● **Items listed in a dataset**:
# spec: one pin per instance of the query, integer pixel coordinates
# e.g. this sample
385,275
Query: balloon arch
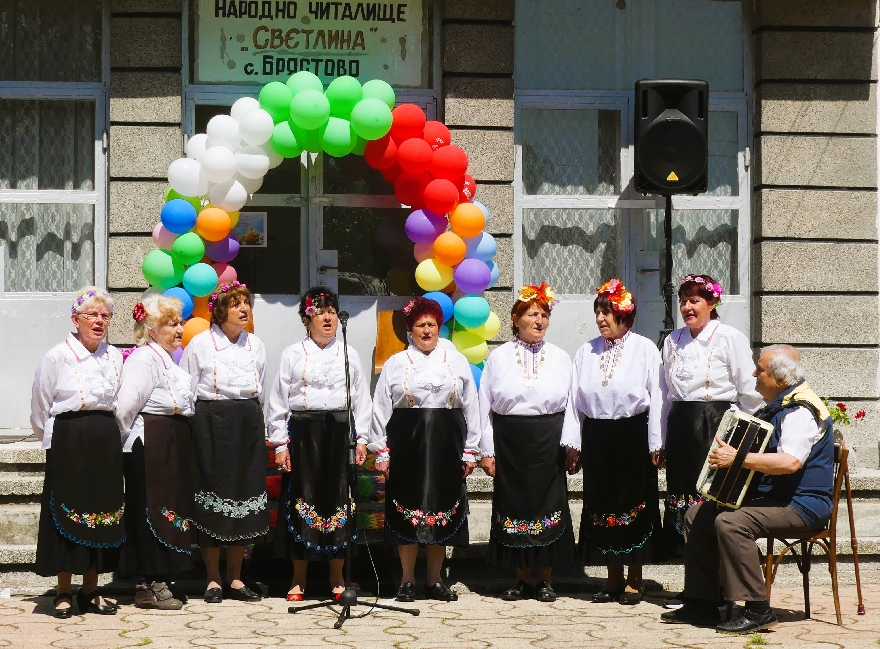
225,165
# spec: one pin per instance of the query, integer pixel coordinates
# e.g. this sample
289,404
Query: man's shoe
520,590
748,622
697,614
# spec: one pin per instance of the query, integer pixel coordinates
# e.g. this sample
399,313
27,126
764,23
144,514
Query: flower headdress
615,292
223,288
543,292
713,287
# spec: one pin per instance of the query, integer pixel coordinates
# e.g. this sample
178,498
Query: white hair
784,364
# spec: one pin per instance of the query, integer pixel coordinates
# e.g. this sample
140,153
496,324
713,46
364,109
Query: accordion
746,434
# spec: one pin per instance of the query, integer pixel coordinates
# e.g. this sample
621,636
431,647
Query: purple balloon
423,226
472,276
223,250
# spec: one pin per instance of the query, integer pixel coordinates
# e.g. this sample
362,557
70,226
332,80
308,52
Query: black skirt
82,522
620,521
531,524
689,433
159,499
315,509
426,495
229,445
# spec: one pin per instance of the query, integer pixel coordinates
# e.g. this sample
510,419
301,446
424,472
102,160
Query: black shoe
87,603
440,591
520,590
244,594
213,595
63,613
697,614
406,592
748,622
606,596
544,593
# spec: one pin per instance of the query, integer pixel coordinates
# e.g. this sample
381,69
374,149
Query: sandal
63,613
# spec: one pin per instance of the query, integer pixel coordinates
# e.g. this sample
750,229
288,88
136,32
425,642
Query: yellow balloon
431,275
471,345
489,329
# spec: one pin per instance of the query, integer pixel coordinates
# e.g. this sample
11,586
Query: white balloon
223,131
187,177
252,161
242,106
230,196
218,164
195,147
256,126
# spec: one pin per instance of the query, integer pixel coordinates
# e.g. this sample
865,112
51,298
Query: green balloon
275,99
195,201
378,89
284,141
337,137
309,140
304,81
371,118
161,269
188,248
343,93
309,109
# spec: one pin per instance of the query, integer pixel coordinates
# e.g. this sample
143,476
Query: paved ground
476,621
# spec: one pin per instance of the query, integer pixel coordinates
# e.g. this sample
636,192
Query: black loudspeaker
671,136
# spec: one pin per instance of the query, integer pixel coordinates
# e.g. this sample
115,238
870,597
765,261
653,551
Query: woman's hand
360,454
572,461
282,461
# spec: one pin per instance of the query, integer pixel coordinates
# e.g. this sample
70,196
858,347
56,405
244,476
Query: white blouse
311,378
151,383
70,378
412,379
522,379
717,365
615,381
222,369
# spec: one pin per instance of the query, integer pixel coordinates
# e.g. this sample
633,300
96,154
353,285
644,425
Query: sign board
257,41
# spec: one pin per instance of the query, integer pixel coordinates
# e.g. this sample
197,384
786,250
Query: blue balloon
443,300
482,247
184,297
178,216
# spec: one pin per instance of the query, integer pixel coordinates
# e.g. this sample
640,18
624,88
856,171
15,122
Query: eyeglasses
91,316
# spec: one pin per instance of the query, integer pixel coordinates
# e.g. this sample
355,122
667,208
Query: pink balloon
162,237
225,273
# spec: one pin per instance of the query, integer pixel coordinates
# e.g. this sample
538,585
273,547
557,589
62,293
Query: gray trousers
720,549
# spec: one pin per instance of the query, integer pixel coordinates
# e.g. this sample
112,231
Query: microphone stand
349,597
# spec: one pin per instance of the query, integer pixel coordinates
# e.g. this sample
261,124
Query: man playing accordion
791,492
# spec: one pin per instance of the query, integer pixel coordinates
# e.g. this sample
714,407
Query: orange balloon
213,224
467,220
449,248
193,327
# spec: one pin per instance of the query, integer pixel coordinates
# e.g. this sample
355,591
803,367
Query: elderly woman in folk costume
308,425
707,368
228,369
81,514
155,404
613,417
523,391
426,427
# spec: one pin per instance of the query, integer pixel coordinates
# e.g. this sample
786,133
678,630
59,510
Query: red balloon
449,162
414,156
436,134
441,196
407,120
381,153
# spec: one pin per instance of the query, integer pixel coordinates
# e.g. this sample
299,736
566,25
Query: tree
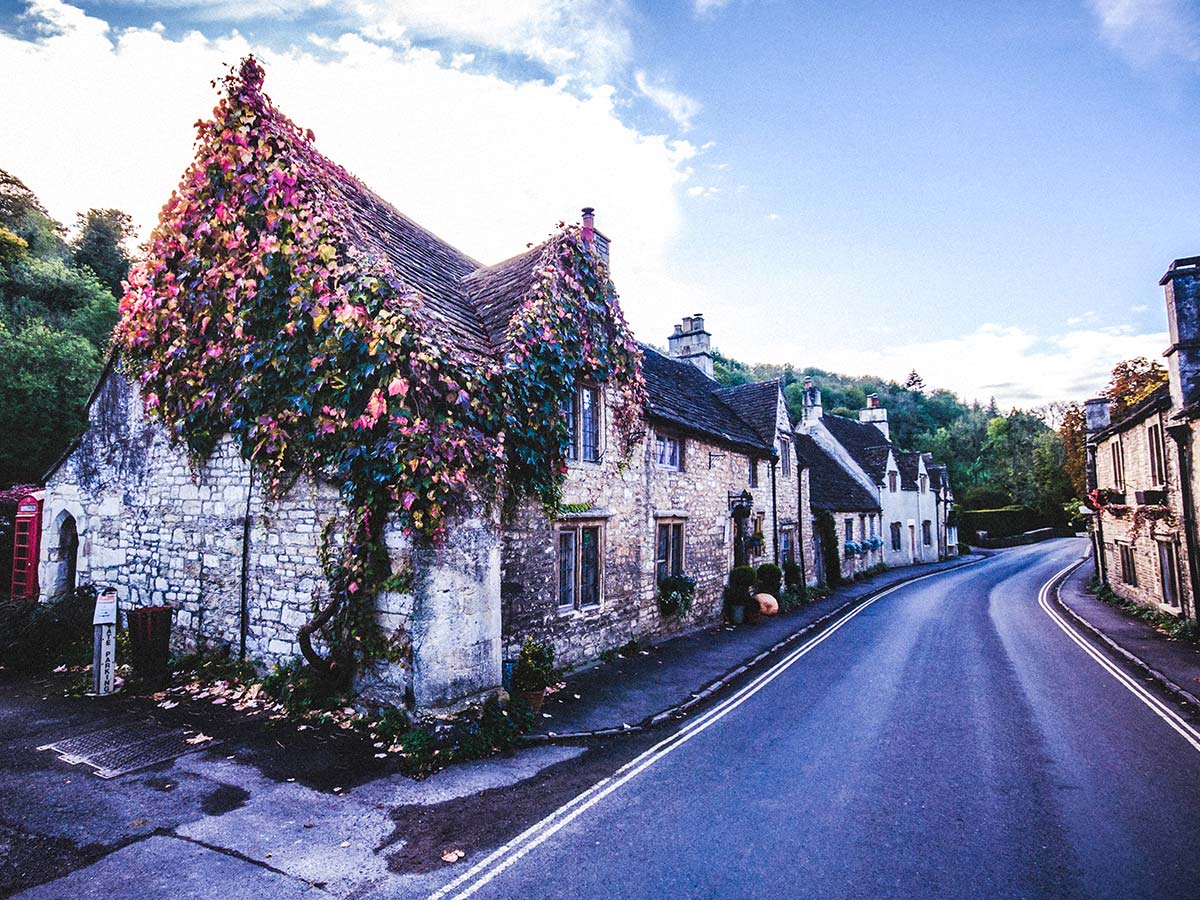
1133,379
101,245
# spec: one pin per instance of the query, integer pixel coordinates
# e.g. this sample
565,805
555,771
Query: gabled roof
682,395
864,443
757,403
910,468
831,486
1153,402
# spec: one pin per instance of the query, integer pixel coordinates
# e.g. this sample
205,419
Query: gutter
1182,437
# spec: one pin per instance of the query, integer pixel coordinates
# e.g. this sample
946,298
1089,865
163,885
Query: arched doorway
69,555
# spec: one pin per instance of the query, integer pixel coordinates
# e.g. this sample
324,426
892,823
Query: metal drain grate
125,748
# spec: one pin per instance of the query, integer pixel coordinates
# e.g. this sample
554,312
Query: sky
985,196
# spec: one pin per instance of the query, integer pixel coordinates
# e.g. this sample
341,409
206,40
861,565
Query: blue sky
984,195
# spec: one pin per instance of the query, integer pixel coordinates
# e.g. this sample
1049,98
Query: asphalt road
947,741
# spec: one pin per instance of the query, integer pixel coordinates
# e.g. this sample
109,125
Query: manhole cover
125,748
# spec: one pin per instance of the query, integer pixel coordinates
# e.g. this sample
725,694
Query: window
1169,573
589,424
1117,465
669,553
787,545
667,451
582,417
1128,568
1157,455
579,567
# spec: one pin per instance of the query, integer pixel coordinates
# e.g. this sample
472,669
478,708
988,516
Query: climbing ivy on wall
256,315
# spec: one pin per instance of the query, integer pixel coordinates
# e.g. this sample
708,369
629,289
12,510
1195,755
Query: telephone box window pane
567,568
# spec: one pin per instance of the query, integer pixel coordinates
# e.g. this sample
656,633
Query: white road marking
1158,707
499,859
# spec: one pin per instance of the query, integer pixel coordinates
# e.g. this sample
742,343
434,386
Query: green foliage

● **WORK INSTRUCTIONS**: Repeat every entry exactly. Do not include the pictures.

● **PROBLEM SOLUTION**:
# spec: one pin per instance of the query, integer pixel coordinates
# e.g. this sample
385,275
Query: balloon arch
225,165
# spec: one pin per instance of the query, integer pixel coordinates
# e.g. this sample
289,404
Query: man's shoe
520,590
748,622
697,614
# spec: one pin per instance of the query, integer pixel coordinates
# e.g. this sample
399,313
27,126
764,23
144,514
Query: flower headdress
615,292
223,288
543,292
713,287
# spec: one pin per instance of the query, integer pixel coordinates
# e.g. this sample
178,498
Query: white hair
784,364
# spec: one pin per instance of the query, integer pixel coordinates
# e.g. this sample
140,153
496,324
713,46
364,109
Query: accordion
746,434
# spec: one pin per instance of the query, integer pixel coordinates
# e.g. this sample
621,636
431,647
Query: purple balloon
423,226
472,276
223,250
# spec: one pin per instance of the query, integer pixel coordinates
# e.g. this sample
362,557
70,226
332,80
308,52
Query: black skirt
82,522
620,521
531,524
689,433
159,499
315,509
426,495
229,445
# spec: one pin per instance of the query, integer pixel coordinates
# e.g. this sample
510,419
301,446
424,472
102,160
Query: black shoe
87,603
440,591
520,590
244,594
213,595
63,613
697,614
406,592
748,622
606,596
544,593
# spec: one pin per instance of the query, integer pixel coordinates
# e.g. this sample
381,69
374,149
Query: sandal
63,613
# spec: one pin per instance of the query, integer pixel coordinates
# e.g. this sample
750,229
288,88
136,32
425,642
Query: yellow balloon
431,275
471,345
489,329
# spec: one pin per instance of the query, integer pixel coordinates
# e.g. this sample
11,586
Query: white balloon
223,131
187,177
252,161
242,106
230,196
218,164
195,147
256,126
# spec: one pin per instance of the query, integer pixel coordinates
# e.g. this sample
865,112
51,298
Query: green balloon
275,99
195,201
378,89
284,141
337,137
309,140
304,81
371,118
161,269
188,248
343,93
309,109
# spec: one pin per instance of the query, integer pixel coordinates
# e.g. this sample
143,476
Query: paved ground
476,621
# spec: one pin per instance of the query, integer pixel coordinates
# e.g. this sample
636,192
Query: black loudspeaker
671,136
# spec: one pin per instance of the query, integer pixel coordinates
# e.g. this sample
115,238
870,597
765,261
653,551
Query: woman's hand
360,454
572,461
282,461
# spec: one pin per instance of the query, integer pixel coordinates
# e.g. this sample
70,196
858,347
56,405
244,476
Query: white blouse
311,378
151,383
70,378
412,379
522,379
717,365
615,381
222,369
# spec: one pin per instance of the query, integer pixel coordinates
# e.g. this sample
633,300
96,154
353,285
644,425
Query: sign board
257,41
# spec: one pin per instance of the query, integer pixel coordinates
# e.g. this sample
197,384
786,250
Query: blue balloon
443,300
482,247
184,297
178,216
# spec: one pin per instance of the query, integer pixel coordinates
# e.g. this sample
640,18
624,88
856,171
15,122
Query: eyeglasses
91,316
# spec: one pin per instance of the query, integer pixel coordinates
# e.g. this sample
355,122
667,208
Query: pink balloon
162,237
225,273
# spec: one pin per instance of the query, integer pixel coordinates
# e.g. this sample
538,585
273,547
557,589
62,293
Query: gray trousers
720,549
# spec: one pin per instance of the query, integer pixel coordinates
# e.g. this sample
112,231
Query: microphone stand
349,597
# spec: one pin per instance of the query, integer pixel coordinates
# e.g. this sample
261,124
Query: man playing accordion
791,492
# spec: one pin per instance of the query, integer pixel coordinates
# e.g. this sample
714,407
Query: orange balloon
213,224
467,220
449,248
193,327
# spec: one pin per instance of the query, integer pixel coordinates
# e.g. this sample
355,591
803,367
Query: elderly woman in folk costume
308,425
707,368
228,369
81,514
155,404
613,417
523,391
426,427
# spec: one pin per instance of the query, integer pixel coordinates
# e.g. this sample
786,133
678,630
59,510
Query: red balloon
449,162
414,156
436,134
441,196
407,120
381,153
# spec: one pin per instance of the query, integer pixel coordinates
# e.g. this sample
299,736
566,25
Query: tree
1133,379
101,245
# spec: one pin per instance of the query, integer pixel coordinates
# e.g. this sample
565,805
555,771
Query: gabled roof
682,395
864,443
757,403
910,468
831,486
1153,402
# spec: one pin per instance of the query, integer pixel coordinates
# e.g. this sample
205,419
Query: gutter
1182,437
# spec: one pin per instance of the query, integer pixel coordinates
# e.g. this sample
946,298
1089,865
163,885
Query: arched doorway
69,555
# spec: one pin per instance of the query, integer pixel coordinates
# e.g. this sample
324,426
892,823
Query: metal drain grate
125,748
# spec: one pin per instance of the query, integer pixel coordinates
# e.g. this sample
554,312
Query: sky
985,196
# spec: one pin per instance of the query, integer pixel coordinates
# e.g. this sample
341,409
206,40
861,565
Query: blue sky
984,195
# spec: one pin per instance of the query, integer pixel coordinates
# e.g. this sample
1049,98
Query: asphalt road
947,741
# spec: one pin per instance of the query, integer pixel coordinates
# e.g. this sample
109,125
Query: manhole cover
125,748
# spec: one pin per instance of the query, integer pixel coordinates
# e.g. this sample
725,694
Query: window
1169,573
589,424
1117,465
669,553
787,545
667,451
582,417
1128,568
1157,455
579,567
# spec: one pin per instance of the query, integer pixel coordinates
# e.g. this sample
472,669
478,708
988,516
Query: climbing ivy on wall
256,315
# spec: one pin per instance of the query, integer pixel coordinates
# e.g. this sample
708,369
629,289
12,510
1195,755
Query: telephone box window pane
567,568
# spec: one pin per instance of the query, integer pixel coordinates
# e.g. this sample
656,633
Query: white road marking
1158,707
499,859
# spec: one pin per instance of the query, integer pixel coordinates
# e.g. this sample
742,343
434,386
Query: green foliage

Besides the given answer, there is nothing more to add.